Records excerpted from a collection
⁂
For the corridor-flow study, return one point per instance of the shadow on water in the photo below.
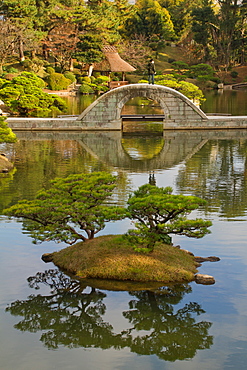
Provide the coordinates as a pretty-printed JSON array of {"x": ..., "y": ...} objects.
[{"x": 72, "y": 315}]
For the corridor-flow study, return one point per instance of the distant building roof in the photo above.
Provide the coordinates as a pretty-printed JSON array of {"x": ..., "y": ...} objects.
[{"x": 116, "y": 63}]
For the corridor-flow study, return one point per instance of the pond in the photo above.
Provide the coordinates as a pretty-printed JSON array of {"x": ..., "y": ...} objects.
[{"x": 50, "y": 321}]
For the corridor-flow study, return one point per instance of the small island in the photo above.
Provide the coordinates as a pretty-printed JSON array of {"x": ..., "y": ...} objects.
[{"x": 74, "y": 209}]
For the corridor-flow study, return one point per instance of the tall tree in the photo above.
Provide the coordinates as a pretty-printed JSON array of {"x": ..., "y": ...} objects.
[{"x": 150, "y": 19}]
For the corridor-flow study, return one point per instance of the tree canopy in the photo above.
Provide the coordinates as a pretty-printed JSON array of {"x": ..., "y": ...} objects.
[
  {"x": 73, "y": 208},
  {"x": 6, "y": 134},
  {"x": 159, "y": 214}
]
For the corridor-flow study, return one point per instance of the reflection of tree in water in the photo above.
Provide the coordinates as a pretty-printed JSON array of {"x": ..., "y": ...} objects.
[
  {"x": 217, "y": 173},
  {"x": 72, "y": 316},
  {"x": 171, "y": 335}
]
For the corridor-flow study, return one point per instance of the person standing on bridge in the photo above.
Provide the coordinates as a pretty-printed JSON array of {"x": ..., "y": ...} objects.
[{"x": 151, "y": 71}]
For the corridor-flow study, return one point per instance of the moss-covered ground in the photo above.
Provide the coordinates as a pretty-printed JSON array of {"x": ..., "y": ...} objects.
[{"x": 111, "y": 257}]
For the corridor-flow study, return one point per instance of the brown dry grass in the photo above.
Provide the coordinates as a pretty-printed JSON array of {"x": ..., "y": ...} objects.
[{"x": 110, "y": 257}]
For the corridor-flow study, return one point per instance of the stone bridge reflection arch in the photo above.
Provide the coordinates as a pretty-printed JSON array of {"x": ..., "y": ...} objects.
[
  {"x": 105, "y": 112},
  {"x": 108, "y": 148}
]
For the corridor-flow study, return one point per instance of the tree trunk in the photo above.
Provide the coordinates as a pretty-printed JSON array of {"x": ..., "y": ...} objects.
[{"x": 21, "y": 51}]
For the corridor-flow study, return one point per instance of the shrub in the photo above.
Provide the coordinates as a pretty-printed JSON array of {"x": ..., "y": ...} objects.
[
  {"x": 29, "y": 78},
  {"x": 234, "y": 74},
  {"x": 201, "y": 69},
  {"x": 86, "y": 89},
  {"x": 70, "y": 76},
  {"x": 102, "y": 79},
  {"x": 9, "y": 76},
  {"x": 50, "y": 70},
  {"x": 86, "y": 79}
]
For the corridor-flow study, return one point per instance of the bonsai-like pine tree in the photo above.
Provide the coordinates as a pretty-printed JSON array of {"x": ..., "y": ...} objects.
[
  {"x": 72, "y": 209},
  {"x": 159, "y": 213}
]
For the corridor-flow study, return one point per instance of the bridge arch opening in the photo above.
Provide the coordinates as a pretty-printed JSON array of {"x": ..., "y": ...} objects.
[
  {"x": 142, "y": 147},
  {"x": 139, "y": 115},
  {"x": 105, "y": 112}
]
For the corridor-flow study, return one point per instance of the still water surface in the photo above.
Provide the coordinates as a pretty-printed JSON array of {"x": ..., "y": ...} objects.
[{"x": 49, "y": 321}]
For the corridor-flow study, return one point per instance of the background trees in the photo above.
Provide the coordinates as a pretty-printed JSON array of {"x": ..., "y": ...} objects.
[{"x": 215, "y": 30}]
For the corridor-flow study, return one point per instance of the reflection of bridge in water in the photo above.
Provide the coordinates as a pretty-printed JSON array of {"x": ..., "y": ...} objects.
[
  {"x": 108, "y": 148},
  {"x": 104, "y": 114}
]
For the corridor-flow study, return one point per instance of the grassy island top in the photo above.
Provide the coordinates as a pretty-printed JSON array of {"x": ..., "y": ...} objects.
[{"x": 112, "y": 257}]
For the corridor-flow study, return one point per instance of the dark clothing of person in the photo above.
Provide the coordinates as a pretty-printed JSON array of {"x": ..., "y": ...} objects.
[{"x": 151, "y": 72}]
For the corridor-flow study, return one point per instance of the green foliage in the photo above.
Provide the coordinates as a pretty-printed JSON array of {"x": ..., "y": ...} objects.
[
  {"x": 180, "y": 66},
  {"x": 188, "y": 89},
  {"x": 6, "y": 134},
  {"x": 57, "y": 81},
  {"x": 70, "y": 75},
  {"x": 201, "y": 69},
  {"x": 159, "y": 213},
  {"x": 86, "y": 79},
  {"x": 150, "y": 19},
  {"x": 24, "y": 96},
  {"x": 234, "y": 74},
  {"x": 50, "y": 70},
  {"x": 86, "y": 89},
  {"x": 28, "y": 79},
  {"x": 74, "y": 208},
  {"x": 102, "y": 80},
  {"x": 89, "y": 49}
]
⁂
**About this exercise**
Every line above must appear in the answer unchanged, and no picture may appear in it.

**Solution to this task**
For the corridor-flow study, return one point per instance of the shadow on water in the photo below.
Provide the coordinates as a pretty-printed JSON array of {"x": ..., "y": ...} objects.
[{"x": 72, "y": 315}]
For the corridor-flow study, return one point per instance of the distant building roof in the photo above.
Provide the coordinates as a pretty-printed JSON array of {"x": ..., "y": ...} objects.
[{"x": 116, "y": 63}]
For the corridor-flow study, return one point per instance of the pond in the photo above.
Provide the coordinates as a pretty-printed JSON array of {"x": ..., "y": ...} objects.
[{"x": 50, "y": 321}]
For the corridor-flow study, return one point per instance of the small island in the photo above.
Provide the coordinates as a pretty-printed JSON array of {"x": ..., "y": ...} objects.
[{"x": 74, "y": 209}]
For the corridor-flow study, return one point per instance of the tall tree in the photo above.
Provide the coordinates as a pretty-printed JSON array of {"x": ..., "y": ...} objects.
[{"x": 150, "y": 19}]
For the corridor-flow study, return one point per instance of the tree canopy in the photo above.
Provide the coordinates as a pretty-printed JSON array of {"x": ..., "y": ...} objects.
[
  {"x": 73, "y": 208},
  {"x": 6, "y": 134},
  {"x": 159, "y": 214}
]
For the corridor-flow study, return one point per instance of the reflection of tree in water in the photo above.
Provide the coordinates as a pretty-printed JSON array of {"x": ..., "y": ...} objects.
[
  {"x": 217, "y": 173},
  {"x": 72, "y": 316},
  {"x": 171, "y": 335}
]
For the corridor-flow study, return one point per instance of the person standing on bridge in the photo above.
Provide the coordinates as a pretty-printed JSON array of {"x": ..., "y": ...} objects.
[{"x": 151, "y": 71}]
For the corridor-flow study, return one point per instance of the moss-covered ground in the photo above.
Provide the coordinates as a pretty-printed JSON array of {"x": ..., "y": ...} objects.
[{"x": 111, "y": 257}]
For the corridor-flow study, return one point per instance of the brown dry grass in the photo above.
Provide the coordinates as a pretty-printed JSON array of {"x": ..., "y": ...} objects.
[{"x": 110, "y": 257}]
For the corridor-flow study, return one point per instance of the stone bridge reflection arch in the photo above.
Provide the coordinates as a pretty-printed JSON array of {"x": ..., "y": ...} objects.
[
  {"x": 105, "y": 112},
  {"x": 108, "y": 148}
]
For the corridor-flow study, return one point per instance of the tree trunk in the photo above.
Provide the coordinates as a pretty-printed JSON array of {"x": ..., "y": ...} objects.
[{"x": 21, "y": 51}]
For the corridor-flow study, return one point per instance of the shrub in the photo above.
Provide the coordinates as a pretty-printed JSON array of {"x": ..., "y": ...} objects.
[
  {"x": 29, "y": 78},
  {"x": 234, "y": 74},
  {"x": 201, "y": 69},
  {"x": 86, "y": 89},
  {"x": 70, "y": 76},
  {"x": 102, "y": 79},
  {"x": 9, "y": 76},
  {"x": 50, "y": 70},
  {"x": 86, "y": 79}
]
For the corridor-flow study, return one point per instance of the bonsai-like pine tree in the photo above.
Provide the coordinates as a pretty-printed JSON array of {"x": ..., "y": ...} objects.
[
  {"x": 72, "y": 209},
  {"x": 159, "y": 213}
]
For the corridor-flow study, return one point per instance of the bridge arch opening in the photo above.
Provide the coordinates as a pretty-printed JSON array of {"x": ..., "y": ...} objects.
[
  {"x": 142, "y": 147},
  {"x": 139, "y": 115},
  {"x": 105, "y": 112}
]
For the corridor-flow study, return one point per instance of the still water surface in the photo above.
Provide the coordinates as a pretty-printed JSON array of {"x": ..., "y": ...} objects.
[{"x": 49, "y": 321}]
For the corridor-flow study, return one point per instance of the background trees in the photo above.
Provide the coordinates as a pretty-printed JSON array of {"x": ..., "y": ...} objects.
[{"x": 215, "y": 30}]
For the corridor-flow study, return one point per instance of the reflection of bridge in water in the photo above.
Provide the coordinates as a pretty-printed JSON array of {"x": ..., "y": ...} objects.
[
  {"x": 108, "y": 148},
  {"x": 104, "y": 114}
]
For the corridor-flow study, return one point per instance of the grassy island top in the photo above.
Provide the coordinates as a pretty-printed JSON array of {"x": ..., "y": ...} objects.
[{"x": 112, "y": 257}]
For the corridor-flow study, return one point per instance of the dark clothing of person in the photo above.
Provide the coordinates as a pretty-printed JSON array of {"x": ..., "y": ...} objects.
[{"x": 151, "y": 72}]
For the corridor-flow study, return one point per instance of the green foliage in the photo above.
Provide the coordinates as a pretty-printed JSON array of {"x": ..., "y": ...} objects.
[
  {"x": 180, "y": 66},
  {"x": 188, "y": 89},
  {"x": 6, "y": 134},
  {"x": 57, "y": 81},
  {"x": 70, "y": 75},
  {"x": 201, "y": 69},
  {"x": 159, "y": 213},
  {"x": 86, "y": 79},
  {"x": 150, "y": 19},
  {"x": 24, "y": 96},
  {"x": 234, "y": 74},
  {"x": 50, "y": 70},
  {"x": 86, "y": 89},
  {"x": 28, "y": 79},
  {"x": 74, "y": 208},
  {"x": 102, "y": 80},
  {"x": 89, "y": 49}
]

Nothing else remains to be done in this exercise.